I don’t envy the job of working in the hotel industry, especially working at a luxury hotel. Every guest has different expectations, and even individual guests’ preferences may differ from interaction to interaction.
Sometimes I arrive at check-in after having traveled for 24 hours, and just want a hot shower and bed, and wish the front office associate wouldn’t say a single word. Other times I’m more refreshed, and am surprised by how little information the front office associate shares. Of course most of the time I’m somewhere in the middle, but my point is that tailoring hotel experiences isn’t easy.
However, there’s one problem I’ve consistently had with luxury hotels in the US, which I summed up in a post last year — “Dear Luxury Hotels: Stop Trying So Hard.” Here’s the crux of my issue from the last post, where I was using the St. Regis Monarch Beach as an example:
For example, as I approached the check-in desk I was asked for my last name, and said it to the associate as I got out my credit card and ID. In the roughly three minute check-in process, he repeated my name 16 times… and pronounced it incorrectly every single time.
Even if he had pronounced it correctly, I’d rather every sentence not start with my name. It just seems so painfully insincere and forced. For that matter, the only time I’m impressed by someone addressing me by name is when they do so from memory, as it shows some effort. If someone is just reading off a sheet of paper or regurgitating what I just told them, I don’t see the point.

• **RECORDED DATA**

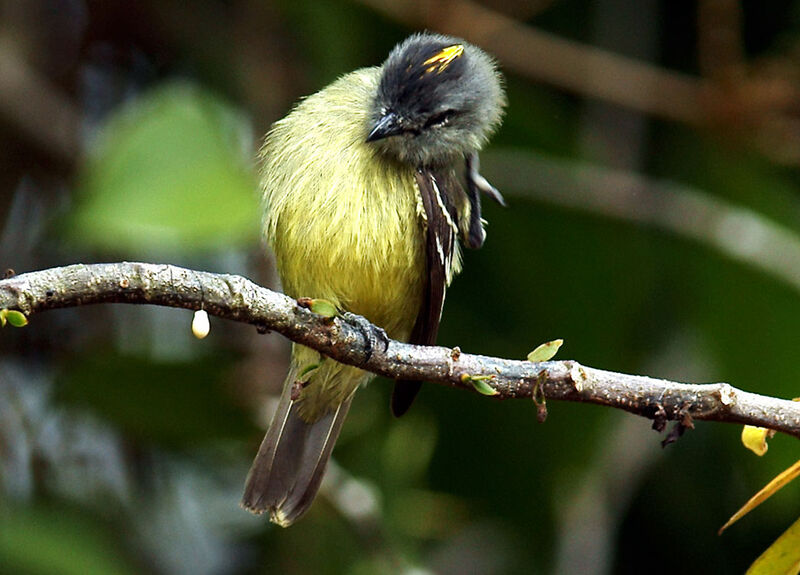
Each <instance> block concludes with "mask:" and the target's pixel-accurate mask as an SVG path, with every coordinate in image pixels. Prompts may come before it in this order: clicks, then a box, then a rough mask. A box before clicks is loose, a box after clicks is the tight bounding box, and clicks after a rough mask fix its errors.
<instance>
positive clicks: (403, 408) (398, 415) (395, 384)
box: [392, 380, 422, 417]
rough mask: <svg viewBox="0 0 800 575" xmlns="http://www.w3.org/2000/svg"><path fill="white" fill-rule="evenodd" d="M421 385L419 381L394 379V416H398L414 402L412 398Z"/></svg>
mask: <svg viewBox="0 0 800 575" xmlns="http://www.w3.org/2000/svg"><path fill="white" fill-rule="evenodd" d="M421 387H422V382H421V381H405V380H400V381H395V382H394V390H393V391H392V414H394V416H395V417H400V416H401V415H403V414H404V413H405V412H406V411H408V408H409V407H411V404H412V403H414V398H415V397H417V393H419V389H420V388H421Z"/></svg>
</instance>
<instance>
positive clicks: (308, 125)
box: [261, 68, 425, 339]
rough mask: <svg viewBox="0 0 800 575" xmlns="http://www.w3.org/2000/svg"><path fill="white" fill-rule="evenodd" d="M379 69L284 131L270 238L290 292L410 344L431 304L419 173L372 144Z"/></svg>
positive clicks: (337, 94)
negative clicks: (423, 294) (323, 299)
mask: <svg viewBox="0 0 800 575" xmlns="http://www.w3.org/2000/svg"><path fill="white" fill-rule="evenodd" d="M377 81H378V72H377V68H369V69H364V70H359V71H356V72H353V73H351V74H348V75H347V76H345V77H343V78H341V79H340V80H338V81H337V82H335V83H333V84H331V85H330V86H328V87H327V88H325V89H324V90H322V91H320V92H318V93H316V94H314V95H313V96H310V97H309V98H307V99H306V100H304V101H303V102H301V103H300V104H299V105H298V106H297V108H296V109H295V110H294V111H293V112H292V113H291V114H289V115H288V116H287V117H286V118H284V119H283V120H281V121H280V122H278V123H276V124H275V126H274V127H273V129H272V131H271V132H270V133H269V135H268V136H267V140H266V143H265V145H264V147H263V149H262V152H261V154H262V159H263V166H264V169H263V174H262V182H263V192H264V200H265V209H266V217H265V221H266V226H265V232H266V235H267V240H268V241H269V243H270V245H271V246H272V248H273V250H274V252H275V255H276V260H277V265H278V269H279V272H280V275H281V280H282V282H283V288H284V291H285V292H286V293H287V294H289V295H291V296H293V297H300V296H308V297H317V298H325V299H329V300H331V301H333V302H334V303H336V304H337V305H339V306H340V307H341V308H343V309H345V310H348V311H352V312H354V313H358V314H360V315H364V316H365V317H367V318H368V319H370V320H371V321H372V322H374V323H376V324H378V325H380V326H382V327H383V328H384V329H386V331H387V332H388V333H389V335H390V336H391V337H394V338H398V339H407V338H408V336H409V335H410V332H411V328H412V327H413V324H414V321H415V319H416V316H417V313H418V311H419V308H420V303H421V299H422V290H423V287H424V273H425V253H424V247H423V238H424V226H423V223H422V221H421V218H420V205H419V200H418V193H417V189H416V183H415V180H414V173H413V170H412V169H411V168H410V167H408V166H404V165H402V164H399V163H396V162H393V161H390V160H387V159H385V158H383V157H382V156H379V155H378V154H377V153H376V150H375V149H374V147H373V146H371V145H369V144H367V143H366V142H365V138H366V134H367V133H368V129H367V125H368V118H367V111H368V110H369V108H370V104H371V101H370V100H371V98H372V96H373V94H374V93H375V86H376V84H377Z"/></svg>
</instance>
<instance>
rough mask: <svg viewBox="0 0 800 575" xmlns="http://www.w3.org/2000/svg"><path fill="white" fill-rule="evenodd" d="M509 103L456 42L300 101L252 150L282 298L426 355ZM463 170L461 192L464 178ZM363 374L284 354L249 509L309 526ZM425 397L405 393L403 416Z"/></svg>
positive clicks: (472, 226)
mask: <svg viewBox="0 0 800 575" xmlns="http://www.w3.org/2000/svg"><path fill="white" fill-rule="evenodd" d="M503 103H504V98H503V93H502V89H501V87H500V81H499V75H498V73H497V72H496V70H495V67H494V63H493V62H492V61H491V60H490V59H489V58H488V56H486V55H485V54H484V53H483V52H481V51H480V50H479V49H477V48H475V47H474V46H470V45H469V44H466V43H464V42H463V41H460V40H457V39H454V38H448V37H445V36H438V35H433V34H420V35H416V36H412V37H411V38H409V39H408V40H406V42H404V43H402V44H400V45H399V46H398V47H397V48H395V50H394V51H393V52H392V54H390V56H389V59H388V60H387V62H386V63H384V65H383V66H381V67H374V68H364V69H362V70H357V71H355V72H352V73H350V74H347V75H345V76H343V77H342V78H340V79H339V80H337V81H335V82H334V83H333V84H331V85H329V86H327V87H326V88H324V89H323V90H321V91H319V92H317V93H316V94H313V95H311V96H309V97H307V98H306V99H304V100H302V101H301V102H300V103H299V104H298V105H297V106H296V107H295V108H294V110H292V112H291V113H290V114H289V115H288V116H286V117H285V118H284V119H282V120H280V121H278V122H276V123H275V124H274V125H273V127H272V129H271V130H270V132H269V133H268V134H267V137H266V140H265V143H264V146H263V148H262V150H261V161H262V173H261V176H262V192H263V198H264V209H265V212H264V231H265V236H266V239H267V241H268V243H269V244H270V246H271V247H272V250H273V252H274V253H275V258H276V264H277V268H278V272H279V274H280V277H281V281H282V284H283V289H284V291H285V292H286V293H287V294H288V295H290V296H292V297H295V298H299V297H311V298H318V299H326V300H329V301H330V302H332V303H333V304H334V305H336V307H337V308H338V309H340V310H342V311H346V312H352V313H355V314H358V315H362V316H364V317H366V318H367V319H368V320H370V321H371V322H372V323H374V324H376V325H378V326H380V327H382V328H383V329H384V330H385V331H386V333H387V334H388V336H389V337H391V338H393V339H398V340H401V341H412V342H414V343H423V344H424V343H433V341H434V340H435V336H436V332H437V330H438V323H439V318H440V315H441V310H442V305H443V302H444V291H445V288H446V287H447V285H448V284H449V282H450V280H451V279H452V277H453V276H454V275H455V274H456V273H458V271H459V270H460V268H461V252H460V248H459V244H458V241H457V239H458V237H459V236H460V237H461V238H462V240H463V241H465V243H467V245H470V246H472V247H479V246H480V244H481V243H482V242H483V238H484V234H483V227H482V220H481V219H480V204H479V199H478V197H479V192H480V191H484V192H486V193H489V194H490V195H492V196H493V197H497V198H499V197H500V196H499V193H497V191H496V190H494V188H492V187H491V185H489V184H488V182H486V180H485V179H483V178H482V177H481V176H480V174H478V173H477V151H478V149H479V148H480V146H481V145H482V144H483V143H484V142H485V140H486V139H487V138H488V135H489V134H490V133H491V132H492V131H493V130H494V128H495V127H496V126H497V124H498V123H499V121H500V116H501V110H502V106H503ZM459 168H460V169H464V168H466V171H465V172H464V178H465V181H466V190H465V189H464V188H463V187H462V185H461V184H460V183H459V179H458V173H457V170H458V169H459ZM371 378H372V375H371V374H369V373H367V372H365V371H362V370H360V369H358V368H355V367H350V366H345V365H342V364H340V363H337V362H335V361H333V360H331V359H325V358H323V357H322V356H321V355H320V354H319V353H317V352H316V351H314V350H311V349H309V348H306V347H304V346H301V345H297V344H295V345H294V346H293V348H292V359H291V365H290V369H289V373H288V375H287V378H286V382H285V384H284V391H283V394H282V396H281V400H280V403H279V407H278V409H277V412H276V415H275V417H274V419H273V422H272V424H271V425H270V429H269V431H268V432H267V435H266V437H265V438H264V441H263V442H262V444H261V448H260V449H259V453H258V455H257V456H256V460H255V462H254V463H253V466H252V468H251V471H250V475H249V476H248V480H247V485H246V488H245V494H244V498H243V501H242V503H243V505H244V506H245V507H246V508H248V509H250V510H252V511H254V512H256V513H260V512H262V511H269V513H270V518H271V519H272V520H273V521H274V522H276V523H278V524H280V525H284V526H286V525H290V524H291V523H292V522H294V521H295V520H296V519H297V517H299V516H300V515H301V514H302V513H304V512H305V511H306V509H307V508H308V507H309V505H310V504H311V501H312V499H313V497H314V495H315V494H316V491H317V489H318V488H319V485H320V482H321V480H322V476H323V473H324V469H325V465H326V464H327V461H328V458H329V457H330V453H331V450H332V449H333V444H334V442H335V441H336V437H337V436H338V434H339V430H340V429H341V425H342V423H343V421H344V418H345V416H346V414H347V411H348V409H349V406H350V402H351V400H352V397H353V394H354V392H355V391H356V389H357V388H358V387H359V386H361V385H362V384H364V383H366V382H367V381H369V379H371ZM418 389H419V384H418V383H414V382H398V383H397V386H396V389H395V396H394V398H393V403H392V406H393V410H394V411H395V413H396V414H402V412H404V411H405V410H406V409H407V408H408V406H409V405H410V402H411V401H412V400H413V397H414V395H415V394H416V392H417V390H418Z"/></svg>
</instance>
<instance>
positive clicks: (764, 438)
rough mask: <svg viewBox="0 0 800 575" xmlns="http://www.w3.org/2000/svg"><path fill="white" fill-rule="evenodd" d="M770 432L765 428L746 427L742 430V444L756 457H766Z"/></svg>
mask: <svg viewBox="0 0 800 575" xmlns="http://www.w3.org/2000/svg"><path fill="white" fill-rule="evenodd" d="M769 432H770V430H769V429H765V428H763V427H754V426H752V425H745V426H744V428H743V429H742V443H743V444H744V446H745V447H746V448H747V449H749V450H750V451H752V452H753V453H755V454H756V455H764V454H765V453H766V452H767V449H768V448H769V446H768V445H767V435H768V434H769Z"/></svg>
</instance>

• **PROBLEMS TO SOLVE**
1. Write out the part of the luxury hotel text from "Sometimes I arrive" to "experiences isn’t easy.".
2. In the entries, substitute "foreground clicks" for "positive clicks" in the lines from the line with "385L419 381L394 379V416H398L414" to the line with "box: [261, 68, 425, 339]", and give back only those lines.
The hotel text and the entries come from unrelated sources.

• **TASK-BY-TASK ANSWERS**
1.
Sometimes I arrive at check-in after having traveled for 24 hours, and just want a hot shower and bed, and wish the front office associate wouldn’t say a single word. Other times I’m more refreshed, and am surprised by how little information the front office associate shares. Of course most of the time I’m somewhere in the middle, but my point is that tailoring hotel experiences isn’t easy.

2.
rough mask: <svg viewBox="0 0 800 575" xmlns="http://www.w3.org/2000/svg"><path fill="white" fill-rule="evenodd" d="M421 385L419 381L394 379V416H398L414 402L412 398Z"/></svg>
mask: <svg viewBox="0 0 800 575" xmlns="http://www.w3.org/2000/svg"><path fill="white" fill-rule="evenodd" d="M421 387H422V382H421V381H405V380H400V381H395V382H394V390H393V391H392V414H394V416H395V417H400V416H401V415H403V414H404V413H405V412H406V411H408V408H409V407H411V404H412V403H414V398H415V397H417V393H419V389H420V388H421Z"/></svg>
</instance>
<instance>
foreground clicks: (308, 125)
box: [261, 68, 425, 339]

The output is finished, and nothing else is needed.